_Input data:_
======

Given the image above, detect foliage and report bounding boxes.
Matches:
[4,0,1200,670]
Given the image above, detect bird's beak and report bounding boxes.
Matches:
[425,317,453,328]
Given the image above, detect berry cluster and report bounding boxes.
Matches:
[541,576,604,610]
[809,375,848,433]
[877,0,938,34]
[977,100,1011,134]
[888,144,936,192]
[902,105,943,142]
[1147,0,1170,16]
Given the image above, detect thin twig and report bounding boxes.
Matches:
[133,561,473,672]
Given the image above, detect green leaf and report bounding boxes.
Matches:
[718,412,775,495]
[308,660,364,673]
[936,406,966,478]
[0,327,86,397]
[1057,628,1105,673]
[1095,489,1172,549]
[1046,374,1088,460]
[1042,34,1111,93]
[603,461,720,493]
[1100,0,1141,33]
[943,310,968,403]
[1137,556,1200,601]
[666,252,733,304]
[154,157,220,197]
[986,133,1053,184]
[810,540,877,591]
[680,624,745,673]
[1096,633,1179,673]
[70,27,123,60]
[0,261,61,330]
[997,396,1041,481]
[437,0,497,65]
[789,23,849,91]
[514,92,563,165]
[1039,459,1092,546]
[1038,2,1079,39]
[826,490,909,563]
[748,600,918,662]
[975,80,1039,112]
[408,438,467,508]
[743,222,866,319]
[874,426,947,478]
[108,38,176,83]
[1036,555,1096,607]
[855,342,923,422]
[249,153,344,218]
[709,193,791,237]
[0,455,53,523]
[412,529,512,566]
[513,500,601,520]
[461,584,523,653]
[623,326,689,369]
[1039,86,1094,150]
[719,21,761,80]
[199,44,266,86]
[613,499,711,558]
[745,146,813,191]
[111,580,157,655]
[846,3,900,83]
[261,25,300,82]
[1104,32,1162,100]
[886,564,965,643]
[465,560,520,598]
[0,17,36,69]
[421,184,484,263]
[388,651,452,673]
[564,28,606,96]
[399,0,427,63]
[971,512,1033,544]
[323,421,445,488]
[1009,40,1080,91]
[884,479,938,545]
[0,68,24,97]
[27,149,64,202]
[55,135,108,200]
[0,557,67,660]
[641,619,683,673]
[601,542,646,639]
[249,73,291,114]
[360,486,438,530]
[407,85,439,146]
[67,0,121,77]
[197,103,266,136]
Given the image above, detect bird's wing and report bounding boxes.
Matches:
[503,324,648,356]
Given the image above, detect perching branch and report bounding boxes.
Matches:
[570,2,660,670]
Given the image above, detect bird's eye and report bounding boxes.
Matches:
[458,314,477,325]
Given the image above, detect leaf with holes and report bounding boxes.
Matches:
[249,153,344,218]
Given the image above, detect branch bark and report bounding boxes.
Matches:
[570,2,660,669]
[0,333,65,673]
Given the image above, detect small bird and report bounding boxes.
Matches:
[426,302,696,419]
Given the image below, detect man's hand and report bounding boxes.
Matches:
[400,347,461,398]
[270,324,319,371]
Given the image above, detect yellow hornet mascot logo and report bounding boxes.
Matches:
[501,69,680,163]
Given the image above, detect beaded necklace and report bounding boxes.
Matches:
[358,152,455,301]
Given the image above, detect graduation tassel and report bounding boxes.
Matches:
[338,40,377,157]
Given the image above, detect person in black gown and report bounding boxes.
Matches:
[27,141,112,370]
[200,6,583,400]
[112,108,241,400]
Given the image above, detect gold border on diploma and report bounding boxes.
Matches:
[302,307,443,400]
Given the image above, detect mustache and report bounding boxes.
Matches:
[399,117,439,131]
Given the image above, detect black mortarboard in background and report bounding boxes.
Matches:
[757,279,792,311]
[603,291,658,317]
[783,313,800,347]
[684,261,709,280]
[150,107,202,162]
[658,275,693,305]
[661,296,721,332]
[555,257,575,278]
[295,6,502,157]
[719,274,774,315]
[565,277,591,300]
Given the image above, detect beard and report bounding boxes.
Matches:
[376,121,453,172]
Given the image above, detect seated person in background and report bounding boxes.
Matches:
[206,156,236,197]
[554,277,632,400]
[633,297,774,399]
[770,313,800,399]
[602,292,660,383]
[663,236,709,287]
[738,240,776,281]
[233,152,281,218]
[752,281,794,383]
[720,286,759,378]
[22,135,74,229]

======

_Task requirements:_ Your response must contain all of the records, copied exactly.

_Output:_
Given the image above, detect foliage and report bounding boxes.
Matches:
[4,0,1200,670]
Given the image above, detect bird's beak and report bounding boxes.
Matches:
[425,317,453,328]
Given the image above, detect berry cluster and report bounding boxes.
Matches:
[541,576,604,610]
[809,375,848,433]
[877,0,938,34]
[977,100,1011,134]
[888,144,936,192]
[902,105,943,142]
[1147,0,1170,16]
Given the image above, detect thin twig and report bounding boxes.
Matches:
[133,561,473,672]
Given the image above, detect green leaf and report bounding boxes.
Matches:
[718,412,775,495]
[308,660,364,673]
[936,406,966,478]
[0,327,86,397]
[1057,628,1105,673]
[1095,489,1172,549]
[1046,374,1088,460]
[1042,34,1111,93]
[603,461,720,493]
[1100,0,1141,33]
[943,310,968,403]
[1137,556,1200,601]
[666,252,733,304]
[154,157,220,197]
[986,133,1053,184]
[810,540,877,591]
[680,624,745,673]
[1096,633,1179,673]
[70,27,123,60]
[0,261,61,330]
[997,396,1041,481]
[437,0,497,65]
[789,23,849,91]
[514,92,563,165]
[1039,459,1092,546]
[1038,2,1079,39]
[826,490,909,563]
[748,600,918,662]
[975,80,1039,112]
[408,438,467,508]
[743,222,866,319]
[874,426,947,478]
[108,38,176,83]
[1036,555,1096,607]
[855,342,923,422]
[249,153,344,218]
[709,193,791,237]
[0,455,53,523]
[412,529,512,566]
[513,500,601,520]
[461,584,523,653]
[623,326,689,369]
[1039,86,1094,150]
[719,21,761,80]
[199,44,266,86]
[613,499,711,558]
[745,146,813,191]
[111,580,157,655]
[846,3,900,83]
[261,25,300,82]
[1104,32,1162,100]
[886,564,965,643]
[465,560,520,598]
[0,17,36,69]
[421,184,484,263]
[388,651,452,673]
[564,28,606,96]
[399,0,427,63]
[971,512,1033,544]
[323,421,445,488]
[1009,40,1080,91]
[884,479,938,545]
[0,68,24,97]
[27,149,64,202]
[55,135,108,200]
[0,557,67,660]
[641,619,683,673]
[601,542,646,639]
[249,73,291,114]
[360,486,438,530]
[407,85,439,146]
[67,0,121,77]
[197,103,266,136]
Given the image above, detect bird's wing and report bounding boxes.
Matches:
[503,324,648,356]
Given the image above, detect perching branch and report bounding boxes.
Matches:
[570,2,660,670]
Given the image above, detect bird's eye and report bounding boxes.
Matches:
[458,314,477,325]
Given the image above, detect leaf with holes and report bounding boxes.
Matches:
[249,153,344,218]
Given the image above, detect branch bark and report bounding boxes.
Matches:
[570,2,660,669]
[0,333,65,673]
Given the image above, detect small bird and report bounding boxes.
Matches:
[426,302,696,419]
Given the image below, detect man's hand and report bounding boxes.
Matches:
[400,347,461,398]
[270,324,319,371]
Given the image above, detect yellow hornet mascot logo and report bounding boxes.
Matches:
[501,69,680,163]
Given the image above, detect beaded necklace and report bounding boxes.
Matches:
[358,152,455,301]
Given the image above, detect graduation tassel and report bounding boxes.
Matches:
[338,40,377,157]
Given the image above, detect person in black gown and report bounding boxes.
Matches:
[27,141,112,370]
[200,6,583,400]
[112,108,241,400]
Given the image above, detect gold border on diploma and report bounding boxes.
Matches:
[302,307,443,400]
Given the image above, detect mustache and report bounding boxes.
Matches:
[399,117,439,131]
Given the image above, detect black mortarboard in background and report bounding boxes.
Matches:
[757,279,792,311]
[603,291,658,317]
[783,313,800,347]
[684,261,709,280]
[150,107,202,162]
[658,275,693,305]
[661,296,721,332]
[555,257,575,278]
[295,6,502,157]
[719,274,774,315]
[565,277,591,300]
Given the image above, detect beard and report bounding boxes.
Matches:
[376,121,453,172]
Given the image above, detect seated person in background and report bounding boxes.
Matches:
[206,156,236,197]
[554,277,632,400]
[633,297,774,399]
[770,313,800,399]
[602,292,660,383]
[663,236,709,287]
[738,240,776,281]
[233,152,281,218]
[752,281,794,383]
[720,286,759,378]
[22,135,74,229]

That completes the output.